Smithsonian Links Ancient Roman Plagues to ‘Climate Change’

The Plague in Rome. Allegorical representation of the scourge breaking down the doors. Pai
Leemage/Corbis via Getty

ROME — Long before the industrial revolution and fossil fuels, “climate change” was wreaking havoc on the health of ancient Romans, Smithsonian magazine contends.

Citing a study published in the journal Science Advances, Smithsonian underscores a correlation between cold, dry periods in ancient Rome and “devastating bouts of fatal illness” between 200 BC and 600 AD.

Whereas Rome enjoyed stable weather from 200 to 100 BC, it later suffered “three very cold periods,” all of which “line up with documented plagues,” states Smithsonian writer Sarah Kuta.

The plague strikes Rome as portrayed by Marcantonio Raimondi, engraver (printmaker), 1512-1513, Italy. (Sepia Times/Universal Images Group via Getty)

The first cold spell, which struck the Roman Empire between 160 and 180 AD, corresponds almost perfectly to the period of the Antonine Plague (also called the Plague of Galen), which caused diarrhea, fever, and pustular eruptions of the skin and left an estimated 5-10 million dead, some 10 percent of the population of the empire.

The second cold period occurred between 245 and 274 AD and coincided with the Plague of Cyprian (250-266 AD), an outbreak costing an estimated 5,000 lives daily in the Roman Empire.

In his work On Mortality, St. Cyprian of Carthage (d. 258 AD) described the symptoms of the plague, encouraging Christians not to fear the disease since death is only a transition from the present world to everlasting life. Instead, Cyprian urged his fellow Christians to see the disease as an opportunity to live their faith fully.

The third cold phase hit just after 500 AD and corresponded with the Plague of Justinian, the first documented outbreak of bubonic plague.

This plague, named after the Byzantine emperor Justinian I, was the worst of the three and would eventually claim 50 million lives.

Curiously, all three of these ancient Roman plagues are believed to have originated in China and traveled to the West via the Silk Road.

UNSPECIFIED – CIRCA 1754: Pope Gregory I during the Great Plague in 589 when plague struck Rome. (Photo by Universal History Archive/Getty Images)

 

According to the study, the alignment of the three plagues with sharp temperature deviations suggests a probable correlation between the two phenomena.

The links between the cold periods and the pandemics were so obvious that “it was one of those times when, as a scientist, you go, ‘Wow,’” said the study’s lead author Karin Zonneveld, a micropaleontologist at Germany’s University of Bremen.

“The Roman Empire rises and falls and rises and falls,” said co-author Kyle Harper, a classicist at the University of Oklahoma.

“There’s a series of episodes of very extreme crises in some cases. And I think the case is now overwhelmingly clear that both climate change and pandemic disease had a role in many of those episodes,” he added.

:::::

Task requirements:
**1)** Repeat the article word for word, starting with "Curiously, all three" and going on through "University of Bremen.".
**2)** Answer these questions from the article:
(a) Between which years did the first cold spell strike the Roman Empire?
(b) At which university does Karin Zonneveld work?
(c) How many lives did the Plague of Justinian eventually claim?
**3)** List every symptom the article gives for the Antonine Plague.
The lines after this are separate material, apart from the article.

:::::

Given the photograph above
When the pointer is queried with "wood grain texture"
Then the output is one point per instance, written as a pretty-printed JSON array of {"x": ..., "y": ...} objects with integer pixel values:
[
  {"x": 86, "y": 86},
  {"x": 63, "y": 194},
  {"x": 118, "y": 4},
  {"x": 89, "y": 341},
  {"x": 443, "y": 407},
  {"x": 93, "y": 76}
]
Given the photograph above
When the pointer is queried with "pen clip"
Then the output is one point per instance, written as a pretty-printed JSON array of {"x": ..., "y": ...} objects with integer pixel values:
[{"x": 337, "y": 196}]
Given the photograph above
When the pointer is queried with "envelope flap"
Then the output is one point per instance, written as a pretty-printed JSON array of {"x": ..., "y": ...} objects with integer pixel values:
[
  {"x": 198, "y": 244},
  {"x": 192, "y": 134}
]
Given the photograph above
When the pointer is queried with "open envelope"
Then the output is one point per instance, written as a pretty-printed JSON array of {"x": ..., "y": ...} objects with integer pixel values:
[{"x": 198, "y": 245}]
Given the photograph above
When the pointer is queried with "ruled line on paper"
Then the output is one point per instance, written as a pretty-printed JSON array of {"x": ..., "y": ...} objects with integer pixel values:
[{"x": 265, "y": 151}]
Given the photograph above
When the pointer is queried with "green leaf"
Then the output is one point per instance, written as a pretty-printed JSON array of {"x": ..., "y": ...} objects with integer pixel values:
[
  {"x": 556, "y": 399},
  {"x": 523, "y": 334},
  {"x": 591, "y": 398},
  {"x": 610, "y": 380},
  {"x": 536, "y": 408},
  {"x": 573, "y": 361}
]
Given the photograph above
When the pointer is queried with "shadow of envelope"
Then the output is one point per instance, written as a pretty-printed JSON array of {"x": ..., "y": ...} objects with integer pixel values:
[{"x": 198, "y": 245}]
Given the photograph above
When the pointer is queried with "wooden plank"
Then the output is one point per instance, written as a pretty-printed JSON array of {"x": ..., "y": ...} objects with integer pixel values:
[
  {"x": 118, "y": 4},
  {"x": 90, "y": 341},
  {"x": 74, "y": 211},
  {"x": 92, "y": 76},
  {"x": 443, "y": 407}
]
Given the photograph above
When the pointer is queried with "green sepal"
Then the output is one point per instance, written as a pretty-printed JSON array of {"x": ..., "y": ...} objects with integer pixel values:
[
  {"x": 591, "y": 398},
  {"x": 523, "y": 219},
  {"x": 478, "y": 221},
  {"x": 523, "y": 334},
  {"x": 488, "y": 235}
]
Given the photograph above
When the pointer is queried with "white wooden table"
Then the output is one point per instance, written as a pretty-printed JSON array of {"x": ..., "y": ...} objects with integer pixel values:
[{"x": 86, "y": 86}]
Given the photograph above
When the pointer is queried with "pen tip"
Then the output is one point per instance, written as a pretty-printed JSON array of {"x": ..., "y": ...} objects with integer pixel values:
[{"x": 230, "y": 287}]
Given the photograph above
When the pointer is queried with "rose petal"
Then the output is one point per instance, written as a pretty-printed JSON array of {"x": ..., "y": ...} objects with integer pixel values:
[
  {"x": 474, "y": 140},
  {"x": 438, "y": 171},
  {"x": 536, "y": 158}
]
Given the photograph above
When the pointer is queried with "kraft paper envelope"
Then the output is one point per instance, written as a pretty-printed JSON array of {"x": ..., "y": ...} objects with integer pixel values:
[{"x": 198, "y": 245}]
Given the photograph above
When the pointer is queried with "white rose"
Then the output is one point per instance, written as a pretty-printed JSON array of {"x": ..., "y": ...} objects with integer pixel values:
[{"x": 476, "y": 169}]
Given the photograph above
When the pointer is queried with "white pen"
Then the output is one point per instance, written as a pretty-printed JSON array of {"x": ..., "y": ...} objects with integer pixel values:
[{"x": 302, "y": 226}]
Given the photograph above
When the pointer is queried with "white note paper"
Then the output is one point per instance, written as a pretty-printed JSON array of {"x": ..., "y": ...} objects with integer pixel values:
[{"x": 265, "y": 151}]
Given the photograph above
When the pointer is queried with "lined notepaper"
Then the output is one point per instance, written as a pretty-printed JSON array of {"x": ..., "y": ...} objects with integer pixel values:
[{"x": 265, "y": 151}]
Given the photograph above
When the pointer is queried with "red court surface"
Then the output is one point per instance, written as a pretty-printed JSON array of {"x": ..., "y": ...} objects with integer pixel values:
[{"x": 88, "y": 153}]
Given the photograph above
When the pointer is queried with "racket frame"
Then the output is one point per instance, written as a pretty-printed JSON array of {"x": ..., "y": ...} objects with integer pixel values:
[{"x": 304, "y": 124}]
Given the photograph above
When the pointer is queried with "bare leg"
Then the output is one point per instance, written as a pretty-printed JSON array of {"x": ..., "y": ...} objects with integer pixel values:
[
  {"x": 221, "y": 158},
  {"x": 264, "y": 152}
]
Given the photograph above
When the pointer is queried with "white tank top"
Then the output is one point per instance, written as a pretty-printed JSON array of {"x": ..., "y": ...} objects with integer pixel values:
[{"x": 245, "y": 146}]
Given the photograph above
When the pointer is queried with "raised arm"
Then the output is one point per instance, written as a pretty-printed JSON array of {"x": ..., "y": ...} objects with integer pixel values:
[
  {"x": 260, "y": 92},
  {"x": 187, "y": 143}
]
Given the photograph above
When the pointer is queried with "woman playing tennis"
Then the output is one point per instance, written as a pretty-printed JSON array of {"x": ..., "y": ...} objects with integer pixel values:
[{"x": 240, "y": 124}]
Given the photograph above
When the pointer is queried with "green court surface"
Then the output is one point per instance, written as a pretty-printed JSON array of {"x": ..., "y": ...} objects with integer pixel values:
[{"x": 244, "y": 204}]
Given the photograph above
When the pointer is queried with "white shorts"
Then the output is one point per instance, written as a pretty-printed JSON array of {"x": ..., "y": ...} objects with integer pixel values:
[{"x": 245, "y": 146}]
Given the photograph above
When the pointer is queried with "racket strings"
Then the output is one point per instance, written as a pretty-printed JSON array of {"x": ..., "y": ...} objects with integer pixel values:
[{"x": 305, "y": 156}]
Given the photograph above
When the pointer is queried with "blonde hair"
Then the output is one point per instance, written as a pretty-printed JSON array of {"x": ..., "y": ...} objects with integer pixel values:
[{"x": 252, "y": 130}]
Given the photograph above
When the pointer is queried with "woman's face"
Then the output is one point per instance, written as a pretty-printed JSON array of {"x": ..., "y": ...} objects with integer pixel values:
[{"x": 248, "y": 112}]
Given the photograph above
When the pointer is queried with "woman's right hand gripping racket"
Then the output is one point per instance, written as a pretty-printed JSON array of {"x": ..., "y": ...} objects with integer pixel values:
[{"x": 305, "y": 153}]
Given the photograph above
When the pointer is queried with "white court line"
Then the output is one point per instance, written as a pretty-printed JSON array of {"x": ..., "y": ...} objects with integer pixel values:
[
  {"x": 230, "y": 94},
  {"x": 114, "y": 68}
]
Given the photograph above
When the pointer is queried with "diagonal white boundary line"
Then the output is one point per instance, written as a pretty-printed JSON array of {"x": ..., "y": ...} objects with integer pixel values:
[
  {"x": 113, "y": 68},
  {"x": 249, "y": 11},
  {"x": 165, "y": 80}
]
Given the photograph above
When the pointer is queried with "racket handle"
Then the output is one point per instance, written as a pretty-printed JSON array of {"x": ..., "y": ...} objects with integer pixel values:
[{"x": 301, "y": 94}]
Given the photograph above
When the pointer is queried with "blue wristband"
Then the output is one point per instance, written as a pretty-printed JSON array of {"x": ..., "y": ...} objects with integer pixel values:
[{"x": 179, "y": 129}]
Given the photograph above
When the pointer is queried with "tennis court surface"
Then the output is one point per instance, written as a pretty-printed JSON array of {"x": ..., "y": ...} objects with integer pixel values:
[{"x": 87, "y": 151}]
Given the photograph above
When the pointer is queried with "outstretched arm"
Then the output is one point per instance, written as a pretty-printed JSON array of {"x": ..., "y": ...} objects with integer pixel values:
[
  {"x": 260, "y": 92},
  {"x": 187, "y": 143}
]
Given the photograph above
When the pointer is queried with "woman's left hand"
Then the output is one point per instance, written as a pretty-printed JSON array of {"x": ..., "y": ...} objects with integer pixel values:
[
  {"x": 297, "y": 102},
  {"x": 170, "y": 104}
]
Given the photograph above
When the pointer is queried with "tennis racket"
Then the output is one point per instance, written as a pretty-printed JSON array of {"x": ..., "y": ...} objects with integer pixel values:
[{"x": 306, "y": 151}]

:::::

Responses in order:
**1)**
Curiously, all three of these ancient Roman plagues are believed to have originated in China and traveled to the West via the Silk Road.

UNSPECIFIED – CIRCA 1754: Pope Gregory I during the Great Plague in 589 when plague struck Rome. (Photo by Universal History Archive/Getty Images)

 

According to the study, the alignment of the three plagues with sharp temperature deviations suggests a probable correlation between the two phenomena.

The links between the cold periods and the pandemics were so obvious that “it was one of those times when, as a scientist, you go, ‘Wow,’” said the study’s lead author Karin Zonneveld, a micropaleontologist at Germany’s University of Bremen.

**2)**
(a) Between 160 and 180 AD.
(b) The University of Bremen in Germany.
(c) 50 million.

**3)** Diarrhea, fever, and pustular eruptions of the skin.